*Your objective*.
Count the lines of the material below that contain the string "canopy", treating uppercase and lowercase as different. Reply with the number alone.

*Data for the task*.
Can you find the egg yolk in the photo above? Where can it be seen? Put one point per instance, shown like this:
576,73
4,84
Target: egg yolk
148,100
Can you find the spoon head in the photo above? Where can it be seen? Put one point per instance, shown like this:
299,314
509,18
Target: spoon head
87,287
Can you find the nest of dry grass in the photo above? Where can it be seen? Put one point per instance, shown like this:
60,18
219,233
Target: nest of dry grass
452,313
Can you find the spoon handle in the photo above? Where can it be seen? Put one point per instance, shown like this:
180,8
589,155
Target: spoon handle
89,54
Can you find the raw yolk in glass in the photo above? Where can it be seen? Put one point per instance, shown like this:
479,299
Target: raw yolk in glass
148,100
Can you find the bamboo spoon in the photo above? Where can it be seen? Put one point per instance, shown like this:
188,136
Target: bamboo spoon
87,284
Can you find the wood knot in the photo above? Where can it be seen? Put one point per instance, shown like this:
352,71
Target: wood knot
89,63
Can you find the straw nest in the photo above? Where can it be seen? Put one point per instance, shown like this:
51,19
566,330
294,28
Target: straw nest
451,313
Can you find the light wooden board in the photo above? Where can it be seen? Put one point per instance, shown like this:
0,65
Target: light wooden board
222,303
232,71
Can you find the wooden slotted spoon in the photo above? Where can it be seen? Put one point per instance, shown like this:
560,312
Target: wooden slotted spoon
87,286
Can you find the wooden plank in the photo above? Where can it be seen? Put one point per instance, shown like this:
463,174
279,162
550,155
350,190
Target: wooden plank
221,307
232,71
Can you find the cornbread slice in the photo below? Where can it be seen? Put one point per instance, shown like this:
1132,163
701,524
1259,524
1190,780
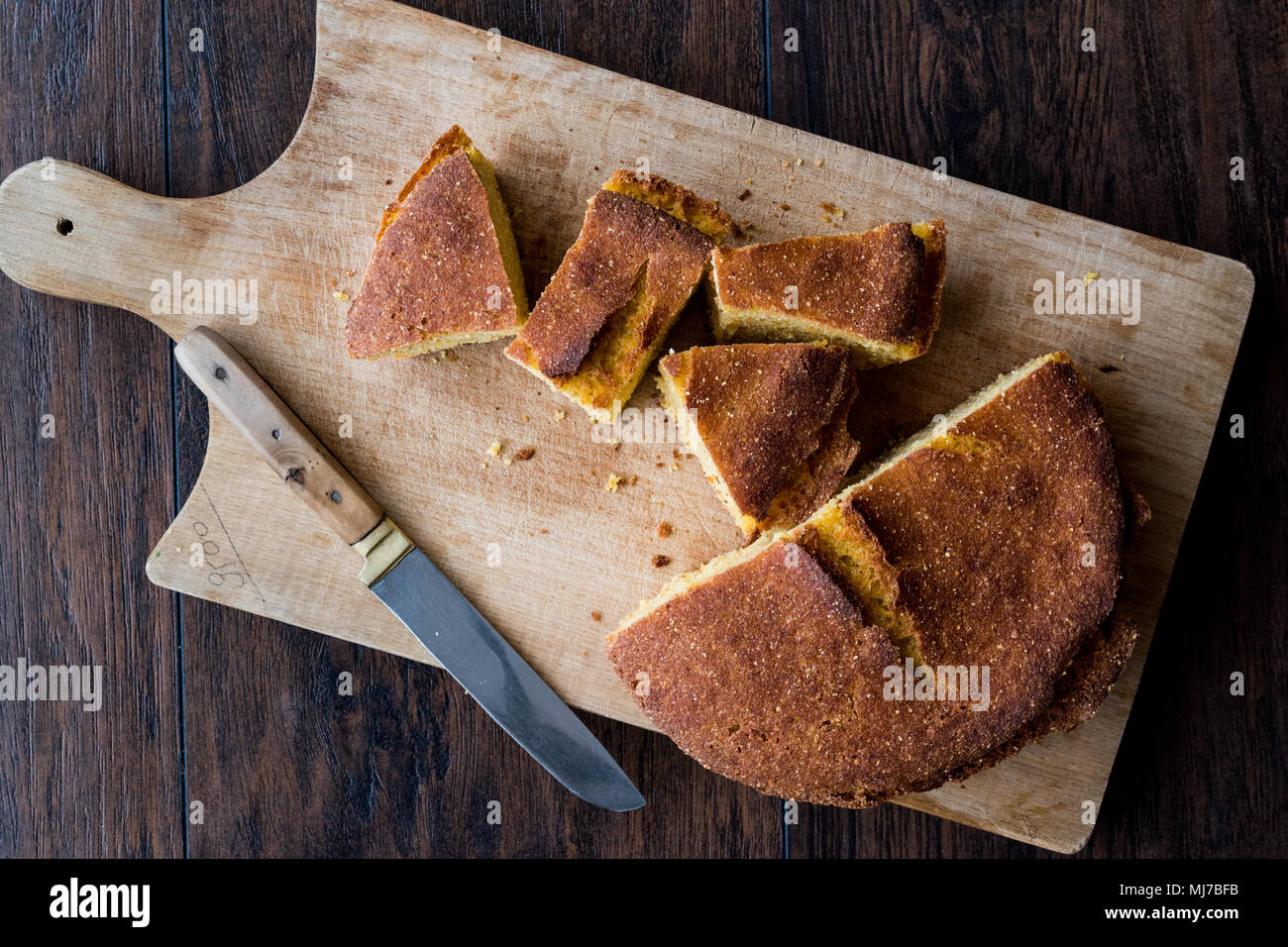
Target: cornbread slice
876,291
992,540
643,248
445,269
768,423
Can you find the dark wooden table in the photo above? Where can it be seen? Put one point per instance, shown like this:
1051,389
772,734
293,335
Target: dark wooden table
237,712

---

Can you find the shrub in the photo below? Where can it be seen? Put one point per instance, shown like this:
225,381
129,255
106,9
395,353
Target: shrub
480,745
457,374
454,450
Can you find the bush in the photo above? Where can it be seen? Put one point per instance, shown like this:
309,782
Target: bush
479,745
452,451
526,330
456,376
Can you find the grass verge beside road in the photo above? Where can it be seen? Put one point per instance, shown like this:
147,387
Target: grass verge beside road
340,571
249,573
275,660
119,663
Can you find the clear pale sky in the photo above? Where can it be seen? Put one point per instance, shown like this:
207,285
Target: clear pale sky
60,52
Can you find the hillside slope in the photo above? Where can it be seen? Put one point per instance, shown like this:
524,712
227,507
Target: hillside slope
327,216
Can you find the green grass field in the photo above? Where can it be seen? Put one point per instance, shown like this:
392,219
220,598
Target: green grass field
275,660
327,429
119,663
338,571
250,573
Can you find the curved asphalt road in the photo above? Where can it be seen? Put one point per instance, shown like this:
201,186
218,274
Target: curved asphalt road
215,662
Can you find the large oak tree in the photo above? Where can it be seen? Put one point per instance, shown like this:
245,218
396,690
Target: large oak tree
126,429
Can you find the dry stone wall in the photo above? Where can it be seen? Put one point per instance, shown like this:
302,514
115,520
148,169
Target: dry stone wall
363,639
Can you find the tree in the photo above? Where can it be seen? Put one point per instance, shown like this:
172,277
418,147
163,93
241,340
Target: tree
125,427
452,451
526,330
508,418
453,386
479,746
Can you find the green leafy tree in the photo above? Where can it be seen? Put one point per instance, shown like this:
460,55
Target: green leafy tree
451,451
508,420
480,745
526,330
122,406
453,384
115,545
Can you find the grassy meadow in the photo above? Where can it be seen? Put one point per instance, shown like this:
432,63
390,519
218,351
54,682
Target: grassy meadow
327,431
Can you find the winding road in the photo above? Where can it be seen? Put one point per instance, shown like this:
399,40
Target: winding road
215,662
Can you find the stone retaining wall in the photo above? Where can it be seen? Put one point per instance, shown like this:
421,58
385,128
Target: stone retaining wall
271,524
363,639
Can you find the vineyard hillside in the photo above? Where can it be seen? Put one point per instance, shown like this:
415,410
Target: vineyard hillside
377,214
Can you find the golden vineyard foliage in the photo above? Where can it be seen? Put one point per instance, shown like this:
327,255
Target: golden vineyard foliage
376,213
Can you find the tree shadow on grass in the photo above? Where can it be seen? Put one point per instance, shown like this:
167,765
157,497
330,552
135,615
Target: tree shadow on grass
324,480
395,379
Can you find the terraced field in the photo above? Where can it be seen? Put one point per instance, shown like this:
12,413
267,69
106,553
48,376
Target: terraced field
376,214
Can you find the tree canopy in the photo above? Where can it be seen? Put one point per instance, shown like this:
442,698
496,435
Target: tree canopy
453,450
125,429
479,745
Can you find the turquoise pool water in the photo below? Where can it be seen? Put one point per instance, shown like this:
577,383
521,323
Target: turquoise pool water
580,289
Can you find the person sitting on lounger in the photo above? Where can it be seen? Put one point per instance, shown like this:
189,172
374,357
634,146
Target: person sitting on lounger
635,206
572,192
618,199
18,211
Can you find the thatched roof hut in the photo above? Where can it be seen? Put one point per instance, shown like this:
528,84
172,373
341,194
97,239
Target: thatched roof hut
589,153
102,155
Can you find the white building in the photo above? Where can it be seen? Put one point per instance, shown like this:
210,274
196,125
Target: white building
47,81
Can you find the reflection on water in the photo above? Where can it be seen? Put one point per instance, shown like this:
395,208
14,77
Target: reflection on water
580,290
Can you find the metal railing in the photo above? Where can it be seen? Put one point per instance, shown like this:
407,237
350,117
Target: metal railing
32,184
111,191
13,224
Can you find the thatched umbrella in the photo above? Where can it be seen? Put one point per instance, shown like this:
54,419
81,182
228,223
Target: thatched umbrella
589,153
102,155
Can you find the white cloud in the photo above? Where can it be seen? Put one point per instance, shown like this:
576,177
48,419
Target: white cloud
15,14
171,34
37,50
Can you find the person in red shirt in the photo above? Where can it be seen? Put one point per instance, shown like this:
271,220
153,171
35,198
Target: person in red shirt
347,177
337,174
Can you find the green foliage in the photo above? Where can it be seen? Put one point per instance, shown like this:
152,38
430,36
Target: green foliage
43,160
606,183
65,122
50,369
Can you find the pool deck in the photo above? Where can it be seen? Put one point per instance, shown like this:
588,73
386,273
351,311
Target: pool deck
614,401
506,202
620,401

* * *

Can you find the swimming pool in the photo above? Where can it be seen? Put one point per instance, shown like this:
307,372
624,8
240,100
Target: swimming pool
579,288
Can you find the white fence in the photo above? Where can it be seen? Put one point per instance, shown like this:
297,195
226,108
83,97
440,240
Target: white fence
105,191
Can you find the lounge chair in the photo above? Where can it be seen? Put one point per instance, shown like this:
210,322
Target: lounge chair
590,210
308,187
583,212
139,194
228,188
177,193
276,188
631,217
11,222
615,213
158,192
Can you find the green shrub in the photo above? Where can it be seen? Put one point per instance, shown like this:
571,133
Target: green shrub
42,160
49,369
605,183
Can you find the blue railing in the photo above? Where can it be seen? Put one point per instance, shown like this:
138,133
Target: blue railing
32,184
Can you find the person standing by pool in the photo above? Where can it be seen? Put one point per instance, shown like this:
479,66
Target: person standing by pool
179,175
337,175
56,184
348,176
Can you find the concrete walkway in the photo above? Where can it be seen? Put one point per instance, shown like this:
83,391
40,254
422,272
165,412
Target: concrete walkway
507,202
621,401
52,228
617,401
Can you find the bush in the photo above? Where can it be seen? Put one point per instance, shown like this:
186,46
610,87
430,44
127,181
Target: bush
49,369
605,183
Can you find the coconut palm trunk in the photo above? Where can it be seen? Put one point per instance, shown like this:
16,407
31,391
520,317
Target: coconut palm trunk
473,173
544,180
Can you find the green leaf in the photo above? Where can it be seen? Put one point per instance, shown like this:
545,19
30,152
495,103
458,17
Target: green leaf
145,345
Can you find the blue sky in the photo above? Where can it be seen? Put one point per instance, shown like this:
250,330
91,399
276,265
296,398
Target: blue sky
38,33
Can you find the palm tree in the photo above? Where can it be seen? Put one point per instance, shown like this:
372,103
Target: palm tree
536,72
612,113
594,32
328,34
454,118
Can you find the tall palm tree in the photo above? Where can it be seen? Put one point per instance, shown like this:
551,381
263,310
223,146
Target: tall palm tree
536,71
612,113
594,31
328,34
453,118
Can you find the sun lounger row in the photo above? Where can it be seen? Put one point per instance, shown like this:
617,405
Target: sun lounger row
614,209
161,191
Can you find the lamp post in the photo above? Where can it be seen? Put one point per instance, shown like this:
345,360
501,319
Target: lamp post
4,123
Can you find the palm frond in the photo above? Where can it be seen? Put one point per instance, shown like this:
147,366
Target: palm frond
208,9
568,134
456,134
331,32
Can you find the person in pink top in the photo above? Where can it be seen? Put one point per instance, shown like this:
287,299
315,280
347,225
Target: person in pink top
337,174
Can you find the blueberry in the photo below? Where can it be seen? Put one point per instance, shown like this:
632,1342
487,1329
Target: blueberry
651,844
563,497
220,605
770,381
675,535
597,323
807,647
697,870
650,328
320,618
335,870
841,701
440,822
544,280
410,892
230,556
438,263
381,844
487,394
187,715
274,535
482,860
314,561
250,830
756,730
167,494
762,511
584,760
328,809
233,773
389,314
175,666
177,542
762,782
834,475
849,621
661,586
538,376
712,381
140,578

*Full output*.
2